─── Document section ───
I'd fight like hell for you

Julia Watts Belser on not giving up on each other in the climate crisis
A watercolour portrait of Julia, a white woman with black hair, glasses, and a broad smile that reaches her eyes.
Julia Watts Belser, by Tan Kuan Aw

Dear Debriefers,

One of the challenges I've had thinking about the climate crisis and how it will affect disabled people is its seeming inevitability. It's hard to imagine anything other than challenges compounded into catastrophe.

To understand these questions more deeply, I spoke with Julia Watts Belser, a disabled academic and rabbi. Julia has created an archive documenting the voices of disabled people in climate disruption. And her most recent book, Loving Our Own Bones, explores the “spiritual subversiveness of knowing ourselves whole”.

Julia argues that to tackle the climate crisis we need to push back against discrimination and marginalization more widely. We speak about what this means politically and, in some of our deep fears, personally.

It's a conversation that remakes how we understand the world and our relations in it. Julia shows us how a commitment to not giving up on each other gives us a way to make climate disruption more liveable.

Disability Debrief is supported on a pay-as-you can basis. This edition has support from CBM Global. And with thanks to Julie for a new contribution.

Vulnerability is a dangerous business

Peter: In your writing on “expected losses” you push back against conceptions of disasters and the popular imagination of who will automatically be lost. You break it down by showing social barriers and how inequalities are socially produced.

Julia: Climate change and its effects strike harder against disabled folks. It's materially true that we are disproportionately affected by climate change, whether we're talking about natural disaster, heat crisis, or  catastrophic storms.
─── Source excerpt ───
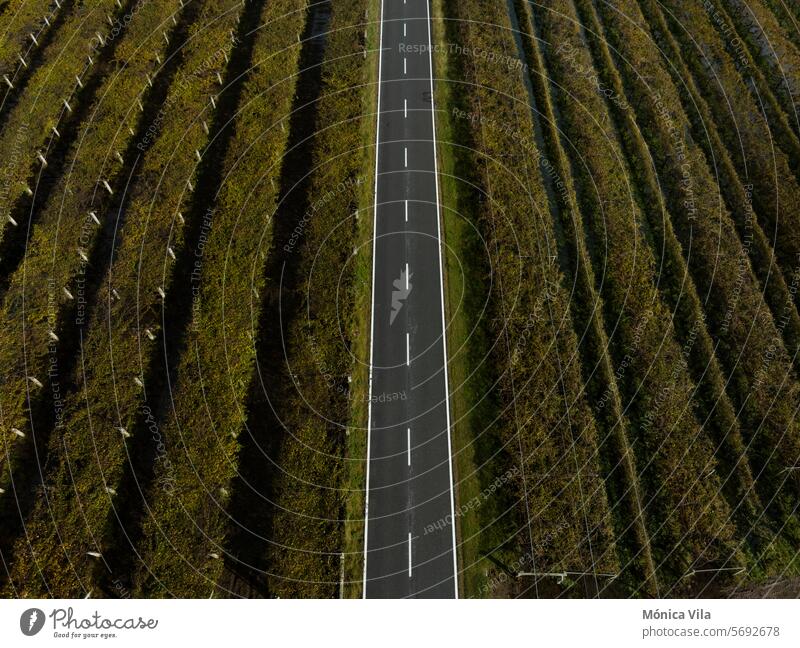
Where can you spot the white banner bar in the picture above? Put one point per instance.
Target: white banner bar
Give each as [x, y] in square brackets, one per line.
[386, 624]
───
Problem set |
A: Reproduce a passage from the Disability Debrief newsletter on climate and disability, beginning at the words "Disability Debrief is" and stopping after the words "or  catastrophic storms.".
B: Write what follows the final sentence of the Disability Debrief newsletter on climate and disability, continuing the newsletter itself.

Responses per task |
A:
Disability Debrief is supported on a pay-as-you can basis. This edition has support from CBM Global. And with thanks to Julie for a new contribution.

Vulnerability is a dangerous business

Peter: In your writing on “expected losses” you push back against conceptions of disasters and the popular imagination of who will automatically be lost. You break it down by showing social barriers and how inequalities are socially produced.

Julia: Climate change and its effects strike harder against disabled folks. It's materially true that we are disproportionately affected by climate change, whether we're talking about natural disaster, heat crisis, or  catastrophic storms.

B:
But vulnerability is a really dangerous business. It's easy to read vulnerability as inherent to disability: “So sad that you're a wheelchair user, that makes you more vulnerable.” I want to flip that script and focus on the social and political structures of marginalization that end up creating and intensifying vulnerability. Because that's a very different story.

My working assumption is body minds are what they are. Disability is in the world. And I want a world where disabled people can continue to survive and thrive.

Making the problem bigger

Peter: But socially-produced exclusion can also be seen as inevitable. Whether I’ll be in trouble because I can't walk, or because society is built not to support people that can't walk. I’m still going to be in trouble. How do you interrupt that second layer?

Julia: If we're only looking at the crisis event, we miss how unequal infrastructure and resource allocation have already set up different outcomes for different people. My thinking on this question has been shaped by the work of disaster theorist Rob Nixon, who says, “Discrimination precedes disaster.”

It's tricky. When I talk about this with folks who are working on climate questions, they're like, “Don't make the problem bigger.” But if we want to address the root causes of disabled people's risk during climate emergencies, we have to make the problem bigger. We have to look at the chronic crisis that so many disabled people already live in.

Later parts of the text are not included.